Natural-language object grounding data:
=-=-=

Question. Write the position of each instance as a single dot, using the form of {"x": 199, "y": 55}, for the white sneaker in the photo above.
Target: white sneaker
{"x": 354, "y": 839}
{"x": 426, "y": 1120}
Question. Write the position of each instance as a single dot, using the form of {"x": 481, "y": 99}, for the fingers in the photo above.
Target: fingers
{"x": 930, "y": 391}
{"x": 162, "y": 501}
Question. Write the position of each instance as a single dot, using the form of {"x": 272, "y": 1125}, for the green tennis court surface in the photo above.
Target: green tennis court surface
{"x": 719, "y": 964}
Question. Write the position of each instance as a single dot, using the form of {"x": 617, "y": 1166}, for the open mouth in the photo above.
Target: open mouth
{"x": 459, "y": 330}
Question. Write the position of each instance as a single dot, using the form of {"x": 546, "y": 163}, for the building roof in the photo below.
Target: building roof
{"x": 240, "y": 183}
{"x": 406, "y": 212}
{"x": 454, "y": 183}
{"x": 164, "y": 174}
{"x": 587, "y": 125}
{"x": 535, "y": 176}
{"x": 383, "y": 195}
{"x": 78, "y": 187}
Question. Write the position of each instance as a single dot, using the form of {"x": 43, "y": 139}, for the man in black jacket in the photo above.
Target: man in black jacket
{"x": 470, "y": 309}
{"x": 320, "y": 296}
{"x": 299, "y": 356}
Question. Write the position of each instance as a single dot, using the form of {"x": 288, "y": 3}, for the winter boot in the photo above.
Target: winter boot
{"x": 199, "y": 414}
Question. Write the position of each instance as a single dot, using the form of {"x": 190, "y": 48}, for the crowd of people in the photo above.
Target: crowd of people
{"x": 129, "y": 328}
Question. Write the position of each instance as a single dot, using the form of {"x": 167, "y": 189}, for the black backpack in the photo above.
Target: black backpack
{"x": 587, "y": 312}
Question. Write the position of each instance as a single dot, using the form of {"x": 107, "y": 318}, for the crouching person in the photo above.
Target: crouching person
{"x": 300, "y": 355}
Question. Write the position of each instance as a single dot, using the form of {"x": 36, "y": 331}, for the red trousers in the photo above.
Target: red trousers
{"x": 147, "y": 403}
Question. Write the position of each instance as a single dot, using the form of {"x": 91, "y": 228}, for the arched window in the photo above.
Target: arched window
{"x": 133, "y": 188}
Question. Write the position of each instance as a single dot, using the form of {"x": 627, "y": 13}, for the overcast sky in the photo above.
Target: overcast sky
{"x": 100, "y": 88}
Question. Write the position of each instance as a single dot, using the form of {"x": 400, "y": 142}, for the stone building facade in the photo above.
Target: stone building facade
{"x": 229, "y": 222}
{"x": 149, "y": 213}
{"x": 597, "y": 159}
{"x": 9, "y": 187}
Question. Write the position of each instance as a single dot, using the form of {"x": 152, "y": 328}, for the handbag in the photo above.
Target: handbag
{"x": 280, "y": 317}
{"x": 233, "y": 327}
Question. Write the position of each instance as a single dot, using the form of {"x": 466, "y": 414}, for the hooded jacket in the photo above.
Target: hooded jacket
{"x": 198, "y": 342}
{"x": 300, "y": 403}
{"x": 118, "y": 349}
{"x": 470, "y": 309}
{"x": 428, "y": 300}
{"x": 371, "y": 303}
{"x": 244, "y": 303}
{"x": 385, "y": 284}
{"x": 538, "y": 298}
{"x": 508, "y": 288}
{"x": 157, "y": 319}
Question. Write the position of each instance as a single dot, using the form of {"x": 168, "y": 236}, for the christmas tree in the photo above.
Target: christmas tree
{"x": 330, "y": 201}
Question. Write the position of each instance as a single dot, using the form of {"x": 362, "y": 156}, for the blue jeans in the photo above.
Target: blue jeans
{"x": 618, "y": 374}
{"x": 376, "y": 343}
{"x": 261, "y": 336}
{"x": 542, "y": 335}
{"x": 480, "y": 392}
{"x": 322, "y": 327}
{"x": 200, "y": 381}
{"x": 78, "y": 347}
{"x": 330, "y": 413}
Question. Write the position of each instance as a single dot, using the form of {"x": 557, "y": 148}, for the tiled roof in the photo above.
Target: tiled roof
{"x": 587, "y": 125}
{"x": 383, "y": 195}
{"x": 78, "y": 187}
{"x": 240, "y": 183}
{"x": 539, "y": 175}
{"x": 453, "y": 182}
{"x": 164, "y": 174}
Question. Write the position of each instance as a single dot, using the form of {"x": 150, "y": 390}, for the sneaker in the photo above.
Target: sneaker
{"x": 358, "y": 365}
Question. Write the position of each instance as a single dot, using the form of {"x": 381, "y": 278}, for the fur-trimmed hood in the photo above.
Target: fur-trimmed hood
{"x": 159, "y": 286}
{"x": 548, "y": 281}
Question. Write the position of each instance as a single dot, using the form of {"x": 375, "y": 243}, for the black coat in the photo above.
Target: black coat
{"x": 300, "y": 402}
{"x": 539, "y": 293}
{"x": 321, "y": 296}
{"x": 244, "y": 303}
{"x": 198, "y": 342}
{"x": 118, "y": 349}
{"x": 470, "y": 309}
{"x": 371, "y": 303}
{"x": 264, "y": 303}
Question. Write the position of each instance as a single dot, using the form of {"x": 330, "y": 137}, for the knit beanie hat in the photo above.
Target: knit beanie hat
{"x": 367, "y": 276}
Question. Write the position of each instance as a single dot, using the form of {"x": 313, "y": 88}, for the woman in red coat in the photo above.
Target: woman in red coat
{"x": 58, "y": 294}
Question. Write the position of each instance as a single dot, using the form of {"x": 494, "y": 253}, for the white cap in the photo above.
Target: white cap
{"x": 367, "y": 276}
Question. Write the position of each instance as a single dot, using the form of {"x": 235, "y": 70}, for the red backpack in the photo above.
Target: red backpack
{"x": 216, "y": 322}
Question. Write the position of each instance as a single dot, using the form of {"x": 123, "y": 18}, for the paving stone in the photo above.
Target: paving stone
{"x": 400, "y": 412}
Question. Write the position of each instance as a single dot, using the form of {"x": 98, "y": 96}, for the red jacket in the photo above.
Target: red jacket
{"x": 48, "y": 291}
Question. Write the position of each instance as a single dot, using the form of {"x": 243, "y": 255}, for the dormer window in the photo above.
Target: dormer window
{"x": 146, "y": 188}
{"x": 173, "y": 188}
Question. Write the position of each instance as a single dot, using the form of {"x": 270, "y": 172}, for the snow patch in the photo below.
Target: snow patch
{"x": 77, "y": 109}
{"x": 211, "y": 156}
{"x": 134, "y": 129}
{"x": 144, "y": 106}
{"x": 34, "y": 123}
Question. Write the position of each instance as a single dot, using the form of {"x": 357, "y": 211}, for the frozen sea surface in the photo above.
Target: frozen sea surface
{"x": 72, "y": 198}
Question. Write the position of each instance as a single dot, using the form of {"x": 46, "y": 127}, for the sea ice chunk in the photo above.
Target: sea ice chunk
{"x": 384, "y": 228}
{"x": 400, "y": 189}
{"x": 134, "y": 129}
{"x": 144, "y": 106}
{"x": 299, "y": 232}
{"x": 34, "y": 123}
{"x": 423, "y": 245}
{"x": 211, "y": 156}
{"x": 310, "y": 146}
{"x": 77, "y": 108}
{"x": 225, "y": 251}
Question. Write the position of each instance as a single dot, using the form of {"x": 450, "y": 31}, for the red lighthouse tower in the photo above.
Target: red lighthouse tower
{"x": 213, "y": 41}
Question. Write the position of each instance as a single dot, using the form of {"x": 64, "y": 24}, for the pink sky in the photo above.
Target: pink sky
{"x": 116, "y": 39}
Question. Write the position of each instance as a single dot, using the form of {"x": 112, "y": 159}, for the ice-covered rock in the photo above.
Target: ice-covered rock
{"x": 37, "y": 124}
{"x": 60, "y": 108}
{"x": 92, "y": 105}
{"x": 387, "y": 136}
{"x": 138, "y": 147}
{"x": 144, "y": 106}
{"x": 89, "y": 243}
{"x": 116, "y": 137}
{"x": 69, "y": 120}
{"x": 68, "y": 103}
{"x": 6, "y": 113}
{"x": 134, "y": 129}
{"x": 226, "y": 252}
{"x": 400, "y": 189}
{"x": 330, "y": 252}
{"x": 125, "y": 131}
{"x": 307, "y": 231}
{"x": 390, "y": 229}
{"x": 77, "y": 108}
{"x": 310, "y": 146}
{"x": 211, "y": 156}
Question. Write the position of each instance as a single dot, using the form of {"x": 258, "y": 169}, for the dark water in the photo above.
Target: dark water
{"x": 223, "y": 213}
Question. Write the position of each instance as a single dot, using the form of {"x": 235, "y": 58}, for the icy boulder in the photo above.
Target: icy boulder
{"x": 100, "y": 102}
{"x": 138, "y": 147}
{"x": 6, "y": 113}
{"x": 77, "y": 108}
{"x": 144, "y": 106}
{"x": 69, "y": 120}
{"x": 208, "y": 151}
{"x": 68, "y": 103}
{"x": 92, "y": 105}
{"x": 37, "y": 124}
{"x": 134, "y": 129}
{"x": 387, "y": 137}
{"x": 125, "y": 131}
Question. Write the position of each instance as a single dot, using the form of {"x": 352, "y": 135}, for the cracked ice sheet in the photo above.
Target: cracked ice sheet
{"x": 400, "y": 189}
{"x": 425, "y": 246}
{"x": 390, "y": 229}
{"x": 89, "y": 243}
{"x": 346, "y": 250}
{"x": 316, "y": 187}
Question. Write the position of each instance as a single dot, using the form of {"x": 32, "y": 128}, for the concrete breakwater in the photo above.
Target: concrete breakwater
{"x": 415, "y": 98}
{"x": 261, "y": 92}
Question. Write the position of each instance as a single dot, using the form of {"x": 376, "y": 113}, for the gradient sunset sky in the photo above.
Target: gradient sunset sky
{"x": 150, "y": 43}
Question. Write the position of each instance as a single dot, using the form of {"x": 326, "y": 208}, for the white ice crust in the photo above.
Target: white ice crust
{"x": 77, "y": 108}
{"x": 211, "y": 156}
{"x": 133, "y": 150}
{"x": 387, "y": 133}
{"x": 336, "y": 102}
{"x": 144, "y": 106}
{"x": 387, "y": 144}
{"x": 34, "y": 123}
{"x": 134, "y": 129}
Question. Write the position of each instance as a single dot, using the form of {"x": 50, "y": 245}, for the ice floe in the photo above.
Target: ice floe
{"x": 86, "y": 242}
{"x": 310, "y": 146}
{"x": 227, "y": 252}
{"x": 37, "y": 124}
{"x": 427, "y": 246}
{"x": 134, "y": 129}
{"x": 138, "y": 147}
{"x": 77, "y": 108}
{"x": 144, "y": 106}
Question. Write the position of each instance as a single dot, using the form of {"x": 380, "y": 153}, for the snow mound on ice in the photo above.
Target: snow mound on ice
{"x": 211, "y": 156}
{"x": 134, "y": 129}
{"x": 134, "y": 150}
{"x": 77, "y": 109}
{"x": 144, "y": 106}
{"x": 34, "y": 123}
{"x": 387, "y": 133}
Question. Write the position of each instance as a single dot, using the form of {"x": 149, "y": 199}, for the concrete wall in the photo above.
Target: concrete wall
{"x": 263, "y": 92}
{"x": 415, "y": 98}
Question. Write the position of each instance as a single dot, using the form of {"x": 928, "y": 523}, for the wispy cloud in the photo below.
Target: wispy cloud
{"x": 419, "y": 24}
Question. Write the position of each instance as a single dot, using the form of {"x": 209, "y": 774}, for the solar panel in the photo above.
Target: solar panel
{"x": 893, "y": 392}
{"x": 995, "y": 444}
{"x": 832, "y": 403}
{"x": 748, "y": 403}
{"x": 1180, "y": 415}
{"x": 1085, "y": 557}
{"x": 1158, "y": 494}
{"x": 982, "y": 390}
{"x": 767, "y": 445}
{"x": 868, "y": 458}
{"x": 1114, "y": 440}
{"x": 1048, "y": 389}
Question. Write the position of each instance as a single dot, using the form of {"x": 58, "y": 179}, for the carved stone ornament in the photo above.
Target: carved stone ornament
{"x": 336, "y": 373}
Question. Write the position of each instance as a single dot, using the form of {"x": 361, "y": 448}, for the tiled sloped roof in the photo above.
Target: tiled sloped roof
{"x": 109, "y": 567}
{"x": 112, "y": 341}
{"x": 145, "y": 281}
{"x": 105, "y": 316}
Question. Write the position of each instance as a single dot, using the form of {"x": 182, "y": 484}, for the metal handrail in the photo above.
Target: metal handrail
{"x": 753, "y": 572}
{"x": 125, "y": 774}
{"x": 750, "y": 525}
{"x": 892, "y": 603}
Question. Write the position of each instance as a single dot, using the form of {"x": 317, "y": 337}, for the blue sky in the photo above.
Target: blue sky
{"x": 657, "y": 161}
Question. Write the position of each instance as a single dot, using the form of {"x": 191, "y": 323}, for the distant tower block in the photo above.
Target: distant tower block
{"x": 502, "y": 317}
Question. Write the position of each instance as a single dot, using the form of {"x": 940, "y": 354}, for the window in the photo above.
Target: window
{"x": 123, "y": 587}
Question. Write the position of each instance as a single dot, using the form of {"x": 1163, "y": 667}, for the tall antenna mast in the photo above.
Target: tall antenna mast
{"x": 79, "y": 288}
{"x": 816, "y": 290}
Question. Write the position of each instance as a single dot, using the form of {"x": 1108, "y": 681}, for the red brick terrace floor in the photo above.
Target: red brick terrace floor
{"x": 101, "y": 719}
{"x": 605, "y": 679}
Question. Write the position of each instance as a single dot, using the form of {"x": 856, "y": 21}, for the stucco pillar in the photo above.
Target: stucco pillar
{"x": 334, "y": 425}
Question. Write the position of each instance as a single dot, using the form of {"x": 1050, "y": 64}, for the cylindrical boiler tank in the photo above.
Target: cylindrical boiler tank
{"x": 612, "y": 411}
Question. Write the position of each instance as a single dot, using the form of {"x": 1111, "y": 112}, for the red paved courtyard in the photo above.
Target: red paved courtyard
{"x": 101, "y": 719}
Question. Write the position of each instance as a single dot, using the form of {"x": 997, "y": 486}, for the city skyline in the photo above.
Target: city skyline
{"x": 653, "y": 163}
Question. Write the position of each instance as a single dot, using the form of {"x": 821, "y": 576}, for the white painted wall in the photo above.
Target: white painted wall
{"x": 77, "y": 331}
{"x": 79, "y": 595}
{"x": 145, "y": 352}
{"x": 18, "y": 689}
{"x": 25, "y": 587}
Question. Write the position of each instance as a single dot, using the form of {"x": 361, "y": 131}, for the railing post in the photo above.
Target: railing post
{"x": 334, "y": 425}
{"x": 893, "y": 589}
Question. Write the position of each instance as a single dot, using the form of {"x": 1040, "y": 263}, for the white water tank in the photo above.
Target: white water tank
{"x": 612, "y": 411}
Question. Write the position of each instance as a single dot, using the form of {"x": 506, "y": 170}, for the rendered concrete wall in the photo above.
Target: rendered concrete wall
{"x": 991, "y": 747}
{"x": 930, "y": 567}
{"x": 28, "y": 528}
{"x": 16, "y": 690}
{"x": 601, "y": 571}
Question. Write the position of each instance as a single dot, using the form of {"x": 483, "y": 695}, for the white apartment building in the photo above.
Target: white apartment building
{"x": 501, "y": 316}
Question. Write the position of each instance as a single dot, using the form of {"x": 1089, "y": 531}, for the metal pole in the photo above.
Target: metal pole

=-=-=

Using only the entries above, output the line with "stone in the photo above.", the line with "chunk in the photo above.", and all lines between them, exactly as they stand.

Question. Write the position of each instance as a single dot, using the form of {"x": 123, "y": 18}, for the paving stone in the photo above.
Target: paving stone
{"x": 400, "y": 412}
Question. Write the position of each instance as a single dot, using the form of {"x": 98, "y": 96}, for the red jacket in the photo above.
Target: red jacket
{"x": 48, "y": 291}
Question. Write the position of each instance as a single dot, using the form of {"x": 243, "y": 255}, for the dormer window in the photo above.
Target: dormer window
{"x": 146, "y": 188}
{"x": 173, "y": 188}
Question. Write the position of each instance as a single dot, using the form of {"x": 270, "y": 172}, for the snow patch in the photo below.
Target: snow patch
{"x": 77, "y": 109}
{"x": 211, "y": 156}
{"x": 134, "y": 129}
{"x": 144, "y": 106}
{"x": 34, "y": 123}
Question. Write the position of each instance as a single dot, using the form of {"x": 357, "y": 211}, for the frozen sea surface in the photo above.
Target: frozen sea surface
{"x": 72, "y": 198}
Question. Write the position of each instance as a single dot, using the form of {"x": 46, "y": 127}, for the sea ice chunk in the photo above.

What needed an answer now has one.